> _Material provided_
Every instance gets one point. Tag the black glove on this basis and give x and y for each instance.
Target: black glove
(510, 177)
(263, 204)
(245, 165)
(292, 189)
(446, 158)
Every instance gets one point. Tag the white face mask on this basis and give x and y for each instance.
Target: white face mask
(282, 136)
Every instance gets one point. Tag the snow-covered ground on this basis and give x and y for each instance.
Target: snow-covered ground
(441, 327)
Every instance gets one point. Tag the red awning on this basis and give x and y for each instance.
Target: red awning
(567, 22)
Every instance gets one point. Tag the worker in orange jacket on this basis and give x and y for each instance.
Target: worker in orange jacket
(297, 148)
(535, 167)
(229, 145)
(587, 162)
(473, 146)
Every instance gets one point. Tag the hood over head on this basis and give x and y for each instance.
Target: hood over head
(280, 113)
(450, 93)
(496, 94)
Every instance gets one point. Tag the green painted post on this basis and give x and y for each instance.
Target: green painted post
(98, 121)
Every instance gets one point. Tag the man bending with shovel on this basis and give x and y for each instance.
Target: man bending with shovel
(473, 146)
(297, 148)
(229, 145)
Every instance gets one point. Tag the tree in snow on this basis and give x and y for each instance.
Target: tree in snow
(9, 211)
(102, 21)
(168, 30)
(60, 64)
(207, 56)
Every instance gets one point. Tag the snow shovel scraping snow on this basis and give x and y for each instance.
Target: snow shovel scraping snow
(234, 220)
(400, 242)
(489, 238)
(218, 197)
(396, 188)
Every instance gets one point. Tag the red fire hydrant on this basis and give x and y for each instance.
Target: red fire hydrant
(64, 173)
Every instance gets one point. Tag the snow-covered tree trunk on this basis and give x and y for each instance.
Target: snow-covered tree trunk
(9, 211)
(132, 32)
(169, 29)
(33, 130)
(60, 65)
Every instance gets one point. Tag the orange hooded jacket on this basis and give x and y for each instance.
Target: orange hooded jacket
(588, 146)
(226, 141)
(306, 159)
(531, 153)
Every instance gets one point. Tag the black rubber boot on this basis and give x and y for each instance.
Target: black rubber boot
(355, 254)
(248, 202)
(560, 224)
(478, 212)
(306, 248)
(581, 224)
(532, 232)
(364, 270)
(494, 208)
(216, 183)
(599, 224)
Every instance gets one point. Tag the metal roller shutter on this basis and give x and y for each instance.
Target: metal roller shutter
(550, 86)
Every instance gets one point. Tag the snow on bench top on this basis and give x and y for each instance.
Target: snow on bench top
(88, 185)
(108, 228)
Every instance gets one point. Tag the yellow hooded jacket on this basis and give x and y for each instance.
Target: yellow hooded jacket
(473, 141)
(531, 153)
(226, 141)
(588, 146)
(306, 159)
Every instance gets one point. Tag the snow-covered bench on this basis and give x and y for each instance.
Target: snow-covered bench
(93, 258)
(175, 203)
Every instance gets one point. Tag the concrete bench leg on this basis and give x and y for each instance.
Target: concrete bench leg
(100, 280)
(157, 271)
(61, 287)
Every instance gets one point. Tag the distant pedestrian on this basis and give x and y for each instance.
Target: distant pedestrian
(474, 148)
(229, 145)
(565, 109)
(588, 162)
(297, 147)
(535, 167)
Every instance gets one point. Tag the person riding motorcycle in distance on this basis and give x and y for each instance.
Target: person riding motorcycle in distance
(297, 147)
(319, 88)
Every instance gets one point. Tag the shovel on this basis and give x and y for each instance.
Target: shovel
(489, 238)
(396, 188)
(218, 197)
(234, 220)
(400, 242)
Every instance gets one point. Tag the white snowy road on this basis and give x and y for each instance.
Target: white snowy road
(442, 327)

* * *

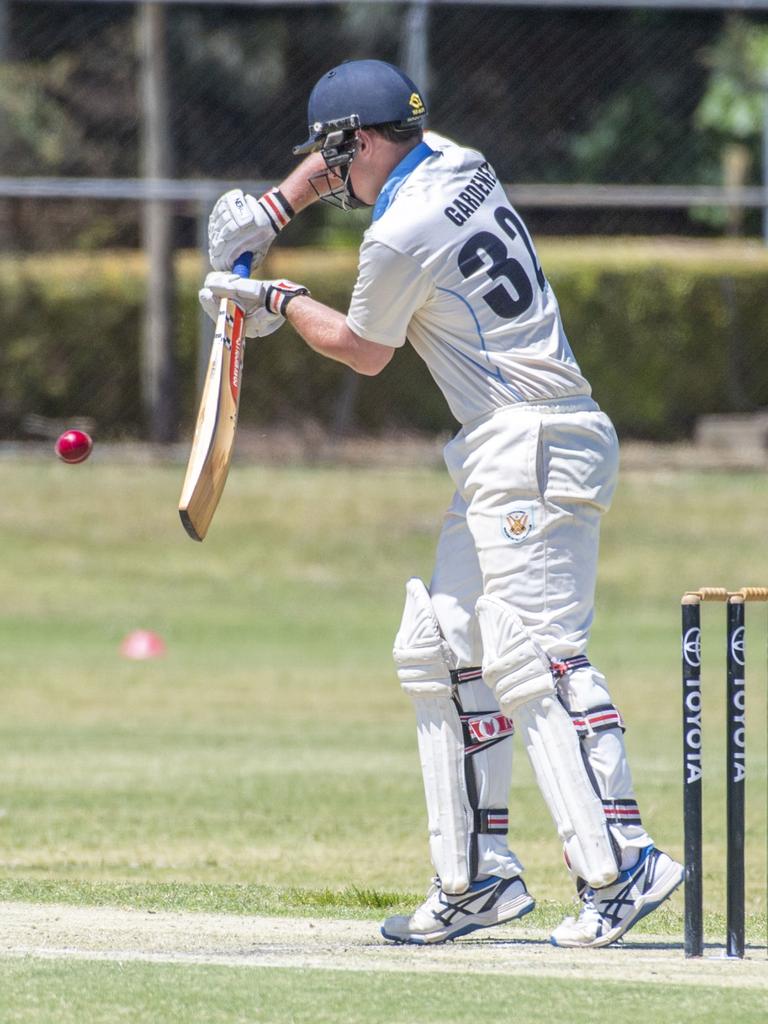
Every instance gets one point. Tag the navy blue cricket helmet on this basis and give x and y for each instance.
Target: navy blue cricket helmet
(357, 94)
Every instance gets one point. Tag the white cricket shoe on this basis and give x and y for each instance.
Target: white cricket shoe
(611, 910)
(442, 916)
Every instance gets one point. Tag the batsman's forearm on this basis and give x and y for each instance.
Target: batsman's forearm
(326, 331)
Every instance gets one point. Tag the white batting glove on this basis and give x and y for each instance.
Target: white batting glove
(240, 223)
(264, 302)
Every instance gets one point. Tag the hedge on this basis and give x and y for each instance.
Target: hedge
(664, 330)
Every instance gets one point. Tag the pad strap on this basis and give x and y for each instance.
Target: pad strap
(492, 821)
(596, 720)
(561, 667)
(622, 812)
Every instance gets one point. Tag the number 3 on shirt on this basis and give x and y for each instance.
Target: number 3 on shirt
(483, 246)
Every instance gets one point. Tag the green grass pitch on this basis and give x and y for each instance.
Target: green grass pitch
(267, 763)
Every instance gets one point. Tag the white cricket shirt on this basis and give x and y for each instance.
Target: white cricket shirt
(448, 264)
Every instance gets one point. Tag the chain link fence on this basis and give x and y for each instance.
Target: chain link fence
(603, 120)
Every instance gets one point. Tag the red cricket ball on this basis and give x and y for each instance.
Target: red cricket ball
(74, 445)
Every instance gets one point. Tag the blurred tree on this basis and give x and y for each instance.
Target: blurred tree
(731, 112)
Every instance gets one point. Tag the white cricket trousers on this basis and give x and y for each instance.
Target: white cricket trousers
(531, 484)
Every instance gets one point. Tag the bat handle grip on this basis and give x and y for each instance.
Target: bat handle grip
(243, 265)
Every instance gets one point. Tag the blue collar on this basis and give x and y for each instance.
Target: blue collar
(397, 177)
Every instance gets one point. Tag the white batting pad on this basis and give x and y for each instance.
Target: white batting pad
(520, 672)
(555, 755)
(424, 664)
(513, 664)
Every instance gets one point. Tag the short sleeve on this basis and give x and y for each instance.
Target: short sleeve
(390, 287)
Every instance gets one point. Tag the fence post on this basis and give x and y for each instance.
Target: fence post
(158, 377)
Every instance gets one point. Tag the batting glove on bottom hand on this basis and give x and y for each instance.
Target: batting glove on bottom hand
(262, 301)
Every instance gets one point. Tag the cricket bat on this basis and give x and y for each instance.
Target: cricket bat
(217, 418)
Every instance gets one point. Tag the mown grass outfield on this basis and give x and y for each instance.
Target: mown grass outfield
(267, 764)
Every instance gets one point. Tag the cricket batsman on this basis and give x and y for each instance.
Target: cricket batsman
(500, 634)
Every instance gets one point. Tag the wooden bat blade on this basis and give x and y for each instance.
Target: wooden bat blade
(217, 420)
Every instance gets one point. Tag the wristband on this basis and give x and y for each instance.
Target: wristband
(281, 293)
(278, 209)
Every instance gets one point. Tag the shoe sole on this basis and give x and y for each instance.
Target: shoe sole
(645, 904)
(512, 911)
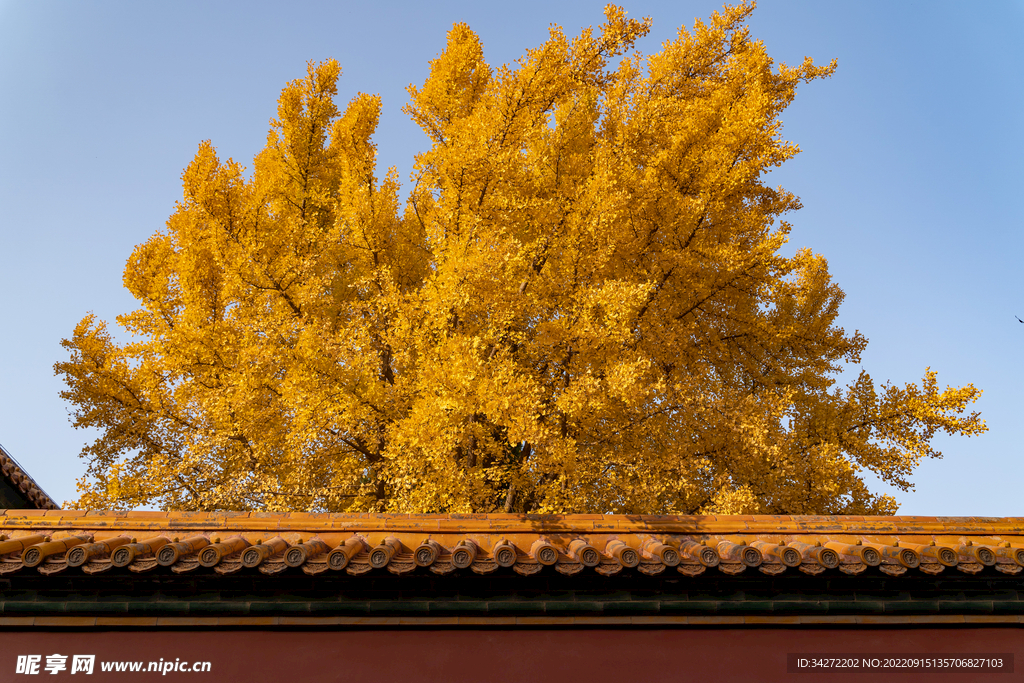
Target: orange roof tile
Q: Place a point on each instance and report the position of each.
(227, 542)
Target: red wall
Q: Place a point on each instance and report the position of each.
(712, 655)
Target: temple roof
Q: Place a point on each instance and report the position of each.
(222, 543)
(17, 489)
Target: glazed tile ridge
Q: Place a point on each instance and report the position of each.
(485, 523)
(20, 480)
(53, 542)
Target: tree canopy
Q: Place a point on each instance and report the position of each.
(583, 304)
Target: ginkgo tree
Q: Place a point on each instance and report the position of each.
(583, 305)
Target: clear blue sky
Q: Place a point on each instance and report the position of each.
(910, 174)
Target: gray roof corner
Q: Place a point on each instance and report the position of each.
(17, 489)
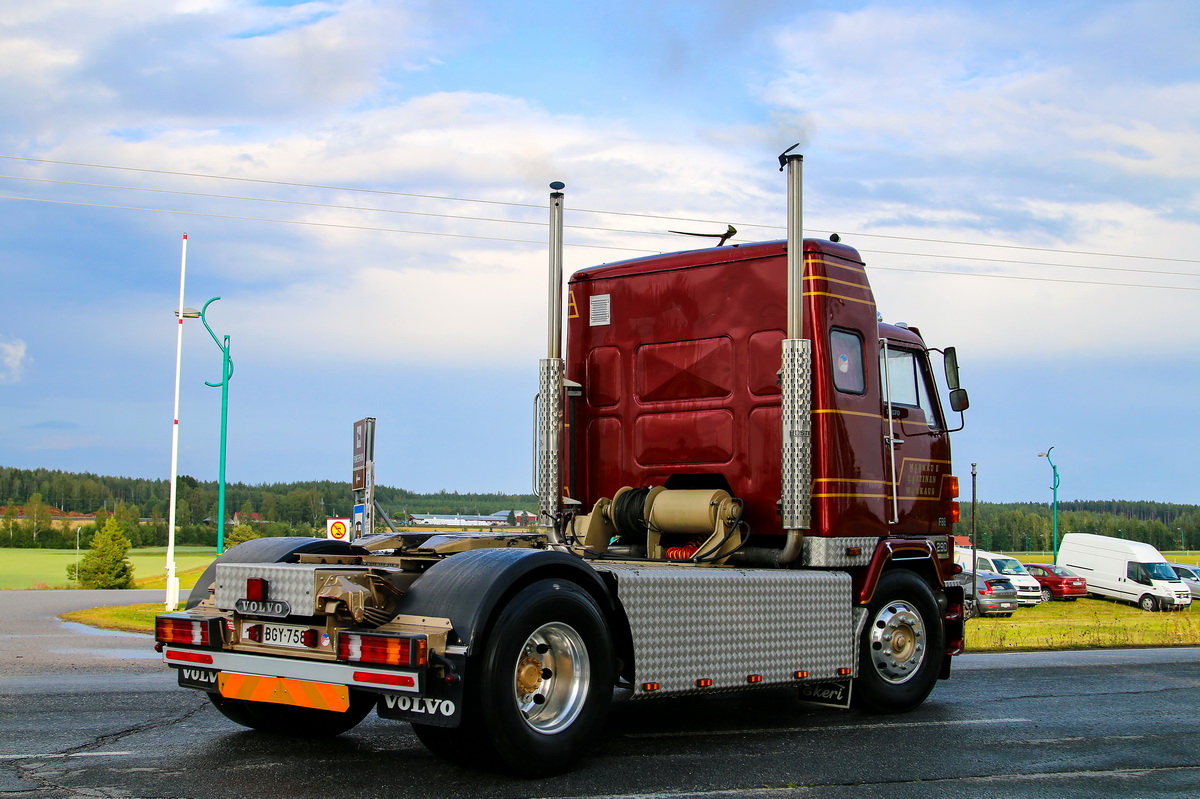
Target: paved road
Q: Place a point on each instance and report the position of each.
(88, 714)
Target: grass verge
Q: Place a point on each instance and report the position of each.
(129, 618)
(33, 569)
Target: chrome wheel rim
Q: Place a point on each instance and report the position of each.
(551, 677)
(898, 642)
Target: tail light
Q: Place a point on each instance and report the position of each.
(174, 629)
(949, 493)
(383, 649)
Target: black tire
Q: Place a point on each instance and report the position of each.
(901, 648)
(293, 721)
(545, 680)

> _Problem to solve_
State how many rows above contain the string "short", matching case exactly. Give only the number.

> _Result_
2